Repeat every line of the material that follows, word for word.
START Available data
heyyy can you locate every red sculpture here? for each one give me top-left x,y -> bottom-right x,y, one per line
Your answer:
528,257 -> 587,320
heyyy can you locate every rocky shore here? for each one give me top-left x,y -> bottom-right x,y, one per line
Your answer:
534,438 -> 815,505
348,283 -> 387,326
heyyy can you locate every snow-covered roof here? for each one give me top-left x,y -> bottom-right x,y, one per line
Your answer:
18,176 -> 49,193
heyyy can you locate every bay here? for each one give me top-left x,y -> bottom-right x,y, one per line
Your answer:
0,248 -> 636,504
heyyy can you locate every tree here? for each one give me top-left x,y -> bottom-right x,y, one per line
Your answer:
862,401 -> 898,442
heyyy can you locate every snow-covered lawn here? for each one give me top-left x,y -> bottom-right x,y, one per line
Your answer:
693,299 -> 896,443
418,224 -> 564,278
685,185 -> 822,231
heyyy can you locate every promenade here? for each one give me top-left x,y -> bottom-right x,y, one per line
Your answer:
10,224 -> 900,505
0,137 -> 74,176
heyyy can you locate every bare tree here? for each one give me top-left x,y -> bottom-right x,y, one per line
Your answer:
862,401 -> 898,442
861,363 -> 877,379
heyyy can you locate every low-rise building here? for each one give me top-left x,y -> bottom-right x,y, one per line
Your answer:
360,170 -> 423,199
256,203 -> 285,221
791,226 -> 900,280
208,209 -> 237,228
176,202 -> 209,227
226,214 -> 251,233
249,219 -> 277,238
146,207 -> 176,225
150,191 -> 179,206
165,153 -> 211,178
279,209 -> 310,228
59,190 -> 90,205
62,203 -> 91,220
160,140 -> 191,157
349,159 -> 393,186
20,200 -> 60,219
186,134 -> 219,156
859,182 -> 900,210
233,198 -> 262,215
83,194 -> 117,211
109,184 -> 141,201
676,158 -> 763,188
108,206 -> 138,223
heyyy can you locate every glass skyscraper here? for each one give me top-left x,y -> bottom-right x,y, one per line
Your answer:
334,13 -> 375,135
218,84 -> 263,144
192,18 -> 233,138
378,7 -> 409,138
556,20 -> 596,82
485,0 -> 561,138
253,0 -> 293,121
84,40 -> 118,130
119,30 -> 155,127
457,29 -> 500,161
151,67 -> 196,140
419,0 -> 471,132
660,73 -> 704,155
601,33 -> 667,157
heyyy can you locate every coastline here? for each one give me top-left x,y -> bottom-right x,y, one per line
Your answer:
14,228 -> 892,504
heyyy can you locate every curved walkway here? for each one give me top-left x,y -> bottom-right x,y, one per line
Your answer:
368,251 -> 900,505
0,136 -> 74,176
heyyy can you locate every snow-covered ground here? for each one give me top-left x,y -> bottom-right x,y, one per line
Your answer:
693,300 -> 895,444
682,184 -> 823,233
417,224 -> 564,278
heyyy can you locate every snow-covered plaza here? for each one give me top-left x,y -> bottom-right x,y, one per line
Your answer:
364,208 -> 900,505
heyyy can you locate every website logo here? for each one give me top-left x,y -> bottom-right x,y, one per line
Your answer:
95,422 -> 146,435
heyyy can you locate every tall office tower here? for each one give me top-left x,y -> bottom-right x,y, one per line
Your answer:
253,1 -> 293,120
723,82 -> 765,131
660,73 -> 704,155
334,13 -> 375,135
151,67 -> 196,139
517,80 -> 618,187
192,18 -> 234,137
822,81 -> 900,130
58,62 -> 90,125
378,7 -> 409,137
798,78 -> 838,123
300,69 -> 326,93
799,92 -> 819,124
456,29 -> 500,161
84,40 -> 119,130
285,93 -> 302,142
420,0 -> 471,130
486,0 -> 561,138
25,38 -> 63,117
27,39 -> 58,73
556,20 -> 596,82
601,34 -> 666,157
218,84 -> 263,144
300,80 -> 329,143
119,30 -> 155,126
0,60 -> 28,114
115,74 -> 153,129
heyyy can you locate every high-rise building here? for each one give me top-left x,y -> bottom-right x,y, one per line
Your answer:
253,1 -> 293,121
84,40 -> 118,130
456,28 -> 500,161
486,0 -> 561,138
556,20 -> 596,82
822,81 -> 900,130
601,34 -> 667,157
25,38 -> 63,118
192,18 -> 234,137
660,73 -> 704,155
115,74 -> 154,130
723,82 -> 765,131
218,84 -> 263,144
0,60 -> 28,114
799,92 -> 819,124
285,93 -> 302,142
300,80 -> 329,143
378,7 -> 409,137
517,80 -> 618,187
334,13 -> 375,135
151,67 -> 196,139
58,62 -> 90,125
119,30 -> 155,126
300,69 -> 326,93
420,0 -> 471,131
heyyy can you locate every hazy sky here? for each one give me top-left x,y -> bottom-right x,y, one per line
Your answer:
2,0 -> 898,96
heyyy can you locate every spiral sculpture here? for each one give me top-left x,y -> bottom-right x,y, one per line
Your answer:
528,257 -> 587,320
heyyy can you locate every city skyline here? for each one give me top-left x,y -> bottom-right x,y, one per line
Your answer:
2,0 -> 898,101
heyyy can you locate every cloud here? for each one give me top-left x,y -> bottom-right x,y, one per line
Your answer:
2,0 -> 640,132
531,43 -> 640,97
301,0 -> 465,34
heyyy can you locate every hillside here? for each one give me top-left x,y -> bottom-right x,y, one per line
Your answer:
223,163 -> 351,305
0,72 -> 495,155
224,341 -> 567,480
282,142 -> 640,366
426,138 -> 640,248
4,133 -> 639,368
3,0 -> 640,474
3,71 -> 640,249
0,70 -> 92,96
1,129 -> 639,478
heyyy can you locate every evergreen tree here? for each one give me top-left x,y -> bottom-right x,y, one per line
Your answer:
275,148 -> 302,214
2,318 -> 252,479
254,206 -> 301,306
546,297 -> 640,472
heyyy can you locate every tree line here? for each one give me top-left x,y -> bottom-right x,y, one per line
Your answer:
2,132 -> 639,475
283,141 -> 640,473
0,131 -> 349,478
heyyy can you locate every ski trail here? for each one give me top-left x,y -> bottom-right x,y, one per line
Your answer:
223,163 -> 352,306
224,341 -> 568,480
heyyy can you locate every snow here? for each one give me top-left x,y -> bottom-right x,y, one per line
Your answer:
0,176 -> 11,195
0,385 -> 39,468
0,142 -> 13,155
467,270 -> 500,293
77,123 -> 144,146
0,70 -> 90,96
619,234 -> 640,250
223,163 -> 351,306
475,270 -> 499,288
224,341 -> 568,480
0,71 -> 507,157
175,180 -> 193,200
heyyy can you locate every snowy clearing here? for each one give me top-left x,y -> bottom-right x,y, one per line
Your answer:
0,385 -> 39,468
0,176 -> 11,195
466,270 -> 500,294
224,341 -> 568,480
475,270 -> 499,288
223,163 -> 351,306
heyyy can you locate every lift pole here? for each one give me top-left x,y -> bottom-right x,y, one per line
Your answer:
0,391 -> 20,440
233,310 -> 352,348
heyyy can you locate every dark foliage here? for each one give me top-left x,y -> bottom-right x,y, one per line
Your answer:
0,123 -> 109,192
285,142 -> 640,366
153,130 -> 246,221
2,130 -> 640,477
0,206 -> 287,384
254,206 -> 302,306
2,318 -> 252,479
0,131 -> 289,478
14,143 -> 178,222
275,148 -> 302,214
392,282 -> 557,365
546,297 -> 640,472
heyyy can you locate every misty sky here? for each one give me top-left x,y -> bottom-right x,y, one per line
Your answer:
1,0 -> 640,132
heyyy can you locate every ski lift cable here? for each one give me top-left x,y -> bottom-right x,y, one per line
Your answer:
END Available data
- Final answer:
heyyy can you locate every red sculpture here? for each one give me top-left x,y -> bottom-right x,y, one per line
Your answer:
528,257 -> 587,320
heyyy can you locate every rocky shore here? for each one give me top-left x,y -> bottom-right x,y, one per line
Your answer:
534,438 -> 815,505
348,283 -> 387,326
heyyy can you locate every snow-covered roof here? for each one give me top-left x,y -> bottom-right x,y, one per line
Your answer:
18,176 -> 49,193
heyyy can you locate every bay here? for each one give me top-left x,y -> bottom-right x,y, one per line
Your answer:
0,248 -> 636,504
heyyy can you locate every tree here? for each one give me top-left x,y -> bottom-right x,y, one per line
Your answer:
862,401 -> 898,442
heyyy can you locate every snow-covered lawn here? for each one give me top-left x,y -> bottom-right x,y, one per line
Your answer:
693,299 -> 896,443
418,224 -> 564,278
685,185 -> 822,231
heyyy can you locate every promenade here? for each one give me top-left x,y -> bottom-right x,y, one per line
Your answer:
10,224 -> 900,505
0,137 -> 74,176
heyyy can you locate every bare tree here? for each one give me top-left x,y -> bottom-right x,y, one per line
Your answer:
862,401 -> 898,442
861,363 -> 877,379
heyyy can you locate every low-rise building here? for each one give me top-left x,y -> bottom-right x,y, one per line
Your answer:
360,170 -> 423,199
256,203 -> 285,221
791,226 -> 900,280
208,209 -> 237,228
176,202 -> 209,227
226,214 -> 251,233
249,219 -> 277,238
146,207 -> 176,225
150,191 -> 179,206
165,153 -> 211,178
279,209 -> 310,228
59,190 -> 90,205
62,203 -> 91,220
160,140 -> 191,157
349,159 -> 393,186
20,200 -> 60,219
186,134 -> 219,156
859,182 -> 900,210
233,198 -> 262,215
83,194 -> 117,211
109,184 -> 141,201
676,158 -> 763,188
108,206 -> 138,223
heyyy can you locate every glass skyscraper here? for each one give me top-left x,y -> bottom-right x,y, one per line
Your answer:
334,13 -> 375,135
218,84 -> 263,144
192,18 -> 233,138
378,7 -> 409,138
556,20 -> 596,82
485,0 -> 561,138
253,0 -> 293,121
84,40 -> 118,130
119,30 -> 155,127
457,29 -> 500,161
151,67 -> 196,140
419,0 -> 471,132
660,73 -> 704,155
601,33 -> 667,157
heyyy can you locate every coastline here? for each one give me top-left x,y -> bottom-right x,y, one per line
Your answer:
14,228 -> 892,504
heyyy can you locate every curved walkway here? for each one give me top-left x,y -> bottom-right x,y, one per line
Your answer:
368,251 -> 900,505
0,136 -> 74,176
heyyy can you locate every snow-covered ground here? for each one give me top-left x,y -> bottom-right x,y, one per line
Your answer:
693,300 -> 895,444
682,184 -> 823,233
417,224 -> 564,278
heyyy can you locate every snow-covered plaza here? for each one give me top-left x,y -> bottom-right x,y, one per line
Your answer:
364,208 -> 900,505
heyyy can you locate every website logo here? for each one give me top-left x,y -> bottom-right x,y, one per line
Your answer:
95,422 -> 146,435
heyyy can you locate every tall office tower here? for each one give me top-left x,y -> bottom-right x,y, one per line
Your answer:
253,1 -> 293,120
723,82 -> 765,131
660,73 -> 704,155
334,13 -> 375,135
151,67 -> 196,139
517,80 -> 618,187
192,18 -> 234,137
822,81 -> 900,130
58,62 -> 90,125
378,7 -> 409,137
798,78 -> 838,123
300,69 -> 326,93
799,92 -> 819,124
456,29 -> 500,161
84,40 -> 119,130
285,93 -> 302,142
420,0 -> 471,130
486,0 -> 561,138
25,38 -> 63,117
27,39 -> 58,73
556,20 -> 596,82
601,34 -> 666,157
218,84 -> 263,144
300,80 -> 329,143
119,30 -> 155,126
0,60 -> 28,114
115,74 -> 153,129
heyyy can you locate every high-rise building here? for each one give me top-left x,y -> bottom-right x,y, one per line
Your answer:
253,1 -> 293,121
84,40 -> 118,130
456,28 -> 500,161
486,0 -> 561,138
556,20 -> 596,82
822,81 -> 900,130
601,34 -> 667,157
25,38 -> 63,118
192,18 -> 234,137
660,73 -> 704,155
115,74 -> 154,130
723,82 -> 765,131
218,84 -> 263,144
0,60 -> 28,114
799,92 -> 819,124
285,93 -> 302,142
300,80 -> 329,143
378,7 -> 409,137
517,80 -> 618,187
334,13 -> 375,135
151,67 -> 196,139
58,62 -> 90,125
119,30 -> 155,126
300,69 -> 326,93
420,0 -> 471,131
heyyy can you locate every hazy sky here? for each one give me top-left x,y -> bottom-right x,y, one per line
Your answer:
2,0 -> 898,96
heyyy can you locate every spiral sculpture here? for each one give me top-left x,y -> bottom-right x,y, one per line
Your answer:
528,257 -> 587,320
heyyy can you locate every city skyline here? for each one give me top-left x,y -> bottom-right x,y, one per line
Your answer:
2,0 -> 898,101
heyyy can you locate every cloud here? for each one give me top-left x,y -> bottom-right x,y, one per line
Your answer:
2,0 -> 640,132
531,43 -> 640,97
301,0 -> 465,34
heyyy can you locate every hillside here? for each one give me top-left x,y -> bottom-right x,y, one per line
Your answer:
223,163 -> 351,305
0,72 -> 495,155
224,341 -> 567,480
282,142 -> 640,366
426,138 -> 640,248
4,133 -> 639,368
3,0 -> 640,474
3,71 -> 640,249
0,70 -> 92,96
1,129 -> 639,478
heyyy can you locate every evergreen tree here? for each one give me top-left x,y -> bottom-right x,y, one per line
Your answer:
275,148 -> 302,214
2,318 -> 252,479
254,206 -> 301,306
546,297 -> 640,472
heyyy can you locate every tree line here? for each one give me top-left x,y -> bottom-right x,y, one per line
Your answer:
2,132 -> 639,475
283,141 -> 640,473
0,131 -> 349,478
heyyy can you locate every ski trail here? for each one give me top-left x,y -> bottom-right x,y, one per line
Your answer:
223,163 -> 352,306
224,341 -> 568,480
heyyy can you locate every snow here? for each one give me top-left x,y -> bottom-right x,y, one per line
Your answer:
0,176 -> 11,195
0,385 -> 39,468
0,142 -> 13,155
467,270 -> 500,293
77,123 -> 144,146
0,70 -> 90,96
619,234 -> 640,250
223,163 -> 351,306
475,270 -> 499,288
224,341 -> 568,480
0,71 -> 507,157
175,180 -> 193,200
heyyy can you locate every snowy clearing here? for each one give me top-left x,y -> bottom-right x,y, one per line
Your answer:
0,385 -> 39,468
0,176 -> 11,195
466,270 -> 500,294
224,341 -> 568,480
475,270 -> 499,288
223,163 -> 351,306
heyyy can you locate every lift pole here? for each one give me top-left x,y -> bottom-right x,y, one per line
Your answer:
0,391 -> 20,440
233,310 -> 352,348
heyyy can you locate every dark foliage here? for each one give me top-left x,y -> bottom-right x,y, one per line
Your answer:
0,123 -> 109,192
285,142 -> 640,366
153,130 -> 246,221
2,130 -> 640,477
0,206 -> 287,384
254,206 -> 302,306
2,318 -> 252,479
0,131 -> 289,478
14,143 -> 178,222
275,148 -> 302,214
392,282 -> 557,365
546,297 -> 640,472
heyyy can you locate every misty sky here? for each one give me top-left x,y -> bottom-right x,y, one per line
Your answer:
1,0 -> 640,132
heyyy can you locate every ski lift cable here? for each one give me top-left x,y -> bottom-right x,y, one per line
Your answer:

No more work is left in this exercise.